What you have to do: Quote the passage of the routing draft discussion that begins with "Well, there is" and ends after "it JWD TODO)".

Given text:

[START]

Well, there is (is there some table that lists routes that are being waited
on? JWD), but I think we can avoid creating that list with the above text?
Just keep an eye on the MRMS...

---

When a link to a neighbor is determined to be broken, the NeighborTable
entry SHOULD be removed.(What does this mean?  How would one determine a
link to a neighbor to be broken….suggest removing it JWD TODO)

I guess this is an external signal. Do we remove this statement, or expand
it further? e.g. "If a link to a neighbor is determined to be broken
according to a signal from an external process..." I think its useful to
indicate when an entry would be deleted.

+1. In the „New Draft“ thread, I wrote:

"
He’s asking the following to be removed:

When a link to a neighbor is determined to be broken, the Neighbor
   Table entry SHOULD be removed.

We’ve had another issue with the word „broken“ in 6.10.1.  LocalRoute State
Changes, where we’ve changed the wording to „If an external mechanism reports
a link as broken, …“ I think we should to the same here (instead of just
removing the sentence).
„

… I did that now. :)

Otherwise, do we keep the entry forever, in case the link ever becomes
bidirectional?

Kind of? We blacklist it and then we try again after some time, right?

---

Lowest priority SHOULD be given to RERR messages generated in response to
RREP messages which cannot be regenerated.  In this case the route request
will be retried at a later point.

(It’s not clear to me how this priority works.  Do the messages just get
dropped when tsome threshold for max number of messages is reached?  Is
there some queuing method because if their isn’t I don’t see how priority
would work at all, as the choices are drop or send.  This whole section
seems out of place as we have’t talked about generating messages. I’d
suggest moving or removing JWD DONE partially ([master e9927a8] redo
priority definition))

[END]

Point annotation dataset records:
[START]

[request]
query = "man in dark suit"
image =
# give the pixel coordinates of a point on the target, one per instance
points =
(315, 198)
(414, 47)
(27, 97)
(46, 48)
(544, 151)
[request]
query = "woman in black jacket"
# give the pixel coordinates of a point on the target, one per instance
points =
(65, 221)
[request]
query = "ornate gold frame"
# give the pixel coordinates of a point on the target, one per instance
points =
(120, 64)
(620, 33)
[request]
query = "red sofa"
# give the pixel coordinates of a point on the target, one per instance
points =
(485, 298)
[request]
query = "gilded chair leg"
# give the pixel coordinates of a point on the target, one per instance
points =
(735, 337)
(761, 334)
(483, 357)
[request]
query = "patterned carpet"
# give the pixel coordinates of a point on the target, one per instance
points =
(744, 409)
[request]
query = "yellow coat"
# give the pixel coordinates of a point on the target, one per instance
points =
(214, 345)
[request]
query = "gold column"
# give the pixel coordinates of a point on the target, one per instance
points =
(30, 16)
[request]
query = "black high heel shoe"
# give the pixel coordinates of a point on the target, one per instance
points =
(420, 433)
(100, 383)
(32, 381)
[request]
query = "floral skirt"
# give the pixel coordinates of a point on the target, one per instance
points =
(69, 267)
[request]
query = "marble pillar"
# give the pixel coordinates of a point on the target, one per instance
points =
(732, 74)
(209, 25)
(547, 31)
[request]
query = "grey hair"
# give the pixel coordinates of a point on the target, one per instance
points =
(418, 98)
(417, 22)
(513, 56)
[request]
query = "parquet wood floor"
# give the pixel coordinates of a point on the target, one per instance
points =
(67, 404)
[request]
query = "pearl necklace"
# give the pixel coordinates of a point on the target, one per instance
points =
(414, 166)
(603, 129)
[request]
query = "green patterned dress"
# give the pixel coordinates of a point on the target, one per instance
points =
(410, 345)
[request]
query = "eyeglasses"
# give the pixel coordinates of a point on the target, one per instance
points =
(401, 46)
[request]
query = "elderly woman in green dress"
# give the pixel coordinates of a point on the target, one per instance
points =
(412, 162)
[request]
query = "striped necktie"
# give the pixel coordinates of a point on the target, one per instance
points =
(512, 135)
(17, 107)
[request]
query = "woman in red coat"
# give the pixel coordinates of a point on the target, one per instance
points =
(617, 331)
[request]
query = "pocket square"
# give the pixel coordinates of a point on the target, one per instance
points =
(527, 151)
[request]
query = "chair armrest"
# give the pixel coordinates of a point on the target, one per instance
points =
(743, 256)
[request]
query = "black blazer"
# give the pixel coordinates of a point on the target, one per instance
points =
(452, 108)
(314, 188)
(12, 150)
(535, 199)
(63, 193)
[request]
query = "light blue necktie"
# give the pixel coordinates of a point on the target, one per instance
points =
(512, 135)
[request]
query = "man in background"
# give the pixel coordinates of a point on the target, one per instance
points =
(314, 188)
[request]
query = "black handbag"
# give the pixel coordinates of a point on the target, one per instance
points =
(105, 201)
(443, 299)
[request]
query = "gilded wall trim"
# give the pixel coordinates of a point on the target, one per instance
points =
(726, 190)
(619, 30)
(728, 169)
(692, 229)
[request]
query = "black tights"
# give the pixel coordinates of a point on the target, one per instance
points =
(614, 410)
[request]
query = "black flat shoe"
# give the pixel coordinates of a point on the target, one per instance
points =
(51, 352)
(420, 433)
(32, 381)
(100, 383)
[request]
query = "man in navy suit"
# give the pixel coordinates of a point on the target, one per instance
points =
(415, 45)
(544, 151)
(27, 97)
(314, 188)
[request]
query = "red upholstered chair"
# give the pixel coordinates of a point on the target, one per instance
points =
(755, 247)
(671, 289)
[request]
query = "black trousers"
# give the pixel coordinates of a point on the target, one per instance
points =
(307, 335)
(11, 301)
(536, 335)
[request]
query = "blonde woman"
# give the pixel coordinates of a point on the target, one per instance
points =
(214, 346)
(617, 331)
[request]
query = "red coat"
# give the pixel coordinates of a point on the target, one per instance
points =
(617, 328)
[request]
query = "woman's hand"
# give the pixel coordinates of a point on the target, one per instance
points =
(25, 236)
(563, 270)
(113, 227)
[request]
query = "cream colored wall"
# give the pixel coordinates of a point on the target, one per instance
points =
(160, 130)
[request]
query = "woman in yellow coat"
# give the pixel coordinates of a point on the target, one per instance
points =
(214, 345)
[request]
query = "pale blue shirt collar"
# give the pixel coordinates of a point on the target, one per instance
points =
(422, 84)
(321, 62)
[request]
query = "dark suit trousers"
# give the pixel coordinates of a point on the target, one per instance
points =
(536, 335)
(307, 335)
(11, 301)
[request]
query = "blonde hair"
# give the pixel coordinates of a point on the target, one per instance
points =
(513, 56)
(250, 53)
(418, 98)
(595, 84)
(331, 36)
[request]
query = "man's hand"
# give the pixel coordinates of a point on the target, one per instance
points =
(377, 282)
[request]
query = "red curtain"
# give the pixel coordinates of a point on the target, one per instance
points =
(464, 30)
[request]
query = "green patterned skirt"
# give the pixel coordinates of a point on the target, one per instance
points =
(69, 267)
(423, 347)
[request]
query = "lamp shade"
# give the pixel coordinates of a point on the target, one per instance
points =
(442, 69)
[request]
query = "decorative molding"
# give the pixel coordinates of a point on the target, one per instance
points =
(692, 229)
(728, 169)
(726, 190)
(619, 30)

[END]

Written response:
Well, there is (is there some table that lists routes that are being waited
on? JWD), but I think we can avoid creating that list with the above text?
Just keep an eye on the MRMS...

---

When a link to a neighbor is determined to be broken, the NeighborTable
entry SHOULD be removed.(What does this mean?  How would one determine a
link to a neighbor to be broken….suggest removing it JWD TODO)